Recast the lines as a JSON list of strings, one string per line, starting at the beginning of the records and ending at the line that contains "[[65, 93], [579, 133], [353, 395]]". Skip blank lines and leave the pictures out.

Records of labeled points
▼

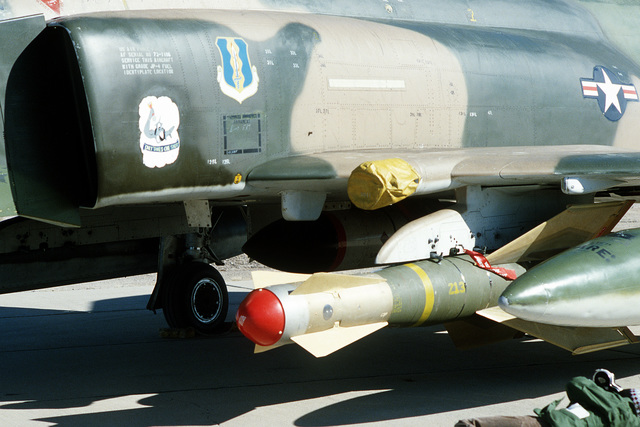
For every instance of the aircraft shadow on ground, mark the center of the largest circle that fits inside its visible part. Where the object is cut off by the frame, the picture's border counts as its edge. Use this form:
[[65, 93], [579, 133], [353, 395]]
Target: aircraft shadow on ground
[[73, 360]]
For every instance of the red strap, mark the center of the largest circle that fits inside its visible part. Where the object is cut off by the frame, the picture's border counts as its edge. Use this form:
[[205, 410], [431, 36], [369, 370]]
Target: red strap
[[483, 263]]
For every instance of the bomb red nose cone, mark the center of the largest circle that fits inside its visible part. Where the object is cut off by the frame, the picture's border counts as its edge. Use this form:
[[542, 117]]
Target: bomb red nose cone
[[260, 317]]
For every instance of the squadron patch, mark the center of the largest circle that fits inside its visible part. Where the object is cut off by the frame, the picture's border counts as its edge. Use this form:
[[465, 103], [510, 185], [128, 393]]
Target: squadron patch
[[237, 77], [159, 140], [611, 93]]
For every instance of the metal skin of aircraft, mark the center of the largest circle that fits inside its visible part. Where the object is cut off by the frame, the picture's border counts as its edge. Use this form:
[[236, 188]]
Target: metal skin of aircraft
[[461, 144]]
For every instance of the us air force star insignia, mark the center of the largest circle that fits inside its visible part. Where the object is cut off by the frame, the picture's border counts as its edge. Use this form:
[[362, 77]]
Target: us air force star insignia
[[611, 93]]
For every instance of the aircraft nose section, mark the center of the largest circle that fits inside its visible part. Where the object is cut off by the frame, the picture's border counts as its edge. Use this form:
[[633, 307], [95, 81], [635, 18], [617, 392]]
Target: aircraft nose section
[[261, 318]]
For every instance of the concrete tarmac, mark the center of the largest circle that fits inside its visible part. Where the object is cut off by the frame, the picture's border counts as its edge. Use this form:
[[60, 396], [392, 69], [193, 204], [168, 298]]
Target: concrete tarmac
[[91, 355]]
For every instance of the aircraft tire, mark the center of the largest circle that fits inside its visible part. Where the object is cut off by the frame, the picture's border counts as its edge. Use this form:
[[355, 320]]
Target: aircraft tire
[[196, 296]]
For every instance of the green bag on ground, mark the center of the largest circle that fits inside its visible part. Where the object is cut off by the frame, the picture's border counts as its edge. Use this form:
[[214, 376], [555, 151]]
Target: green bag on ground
[[601, 408]]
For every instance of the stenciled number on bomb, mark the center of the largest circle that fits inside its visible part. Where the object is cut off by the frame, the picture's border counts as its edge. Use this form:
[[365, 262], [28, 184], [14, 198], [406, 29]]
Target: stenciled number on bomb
[[456, 288]]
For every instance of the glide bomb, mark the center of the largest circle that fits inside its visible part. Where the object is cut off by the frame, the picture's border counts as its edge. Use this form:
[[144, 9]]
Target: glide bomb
[[329, 311]]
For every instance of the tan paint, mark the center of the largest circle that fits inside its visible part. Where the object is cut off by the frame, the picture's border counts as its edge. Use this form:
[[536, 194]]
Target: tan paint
[[426, 111]]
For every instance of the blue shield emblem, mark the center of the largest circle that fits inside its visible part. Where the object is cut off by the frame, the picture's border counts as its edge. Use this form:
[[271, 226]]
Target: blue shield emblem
[[237, 77]]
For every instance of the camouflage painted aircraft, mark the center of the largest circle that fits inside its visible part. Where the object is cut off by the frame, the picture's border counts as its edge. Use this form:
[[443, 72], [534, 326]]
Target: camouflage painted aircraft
[[143, 136]]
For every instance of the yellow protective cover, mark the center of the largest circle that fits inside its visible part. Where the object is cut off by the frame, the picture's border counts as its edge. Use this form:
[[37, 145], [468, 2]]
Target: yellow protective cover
[[380, 183]]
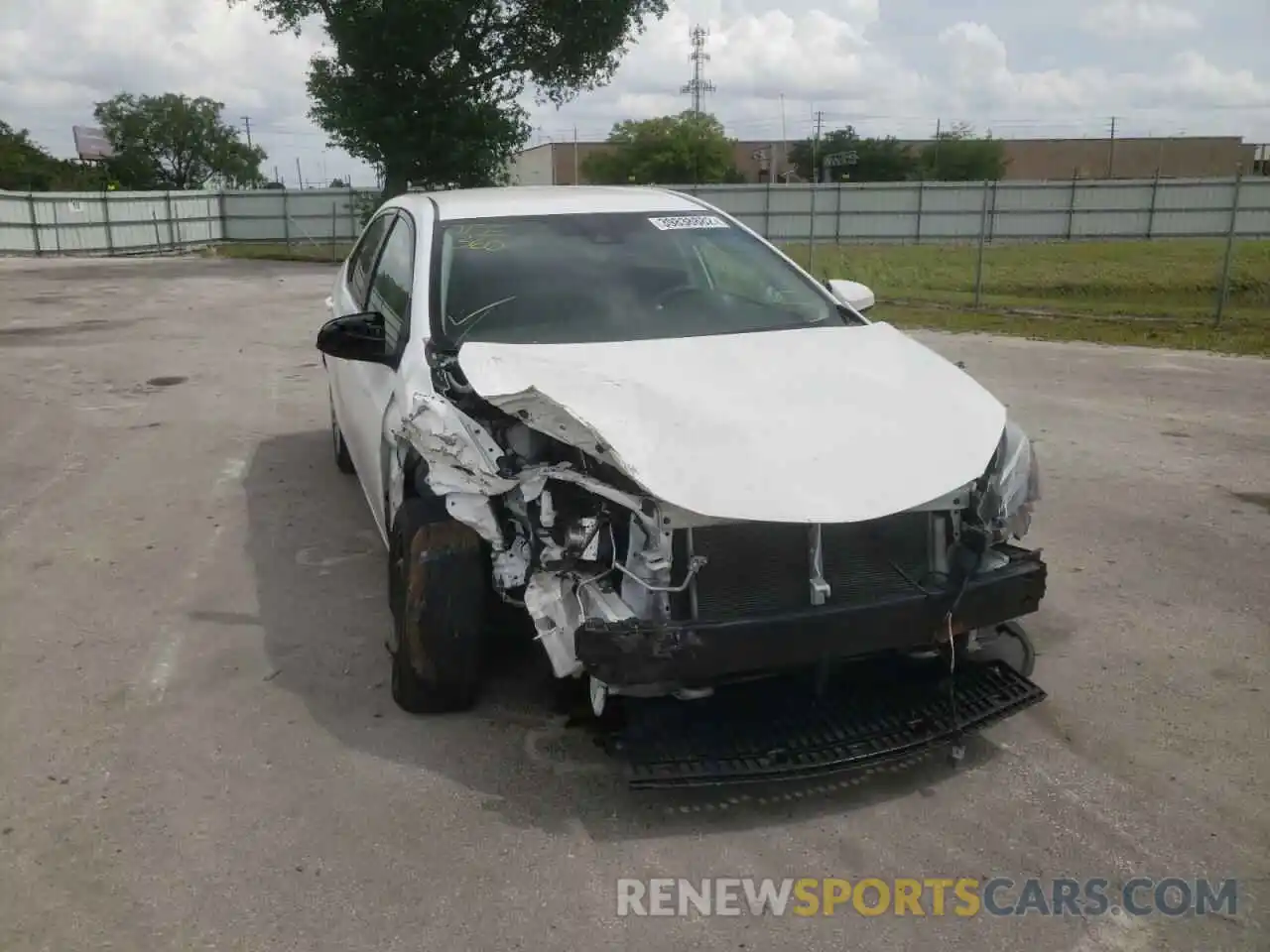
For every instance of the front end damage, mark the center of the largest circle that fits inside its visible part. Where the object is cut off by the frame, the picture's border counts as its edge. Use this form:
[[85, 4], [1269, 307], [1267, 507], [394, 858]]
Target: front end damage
[[644, 598]]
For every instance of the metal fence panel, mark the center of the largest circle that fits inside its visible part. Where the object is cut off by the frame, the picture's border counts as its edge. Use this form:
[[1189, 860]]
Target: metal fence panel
[[902, 211]]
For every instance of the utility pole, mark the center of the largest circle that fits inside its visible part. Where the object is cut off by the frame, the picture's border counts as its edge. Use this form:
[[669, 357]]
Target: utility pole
[[783, 163], [1111, 151], [816, 145], [939, 131]]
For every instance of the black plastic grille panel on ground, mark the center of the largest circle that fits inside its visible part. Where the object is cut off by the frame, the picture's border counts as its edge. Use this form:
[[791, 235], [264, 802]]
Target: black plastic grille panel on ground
[[780, 730]]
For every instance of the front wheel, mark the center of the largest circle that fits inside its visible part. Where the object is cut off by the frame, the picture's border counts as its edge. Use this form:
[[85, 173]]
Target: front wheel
[[437, 581], [343, 460]]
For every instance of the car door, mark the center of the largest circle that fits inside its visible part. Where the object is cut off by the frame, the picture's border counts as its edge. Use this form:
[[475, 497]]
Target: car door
[[348, 296], [377, 281]]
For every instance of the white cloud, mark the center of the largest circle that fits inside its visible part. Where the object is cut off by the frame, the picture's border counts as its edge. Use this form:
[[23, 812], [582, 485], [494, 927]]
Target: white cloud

▲

## RESPONSE TO THE TASK:
[
  "For every instance of the aircraft shadow on ground, mark the center of the largest circle that fits inside its visible part. Where the object is cut off by the frame, the picture's border counts as its edge. Use this form:",
  "[[65, 93], [579, 133], [353, 395]]"
]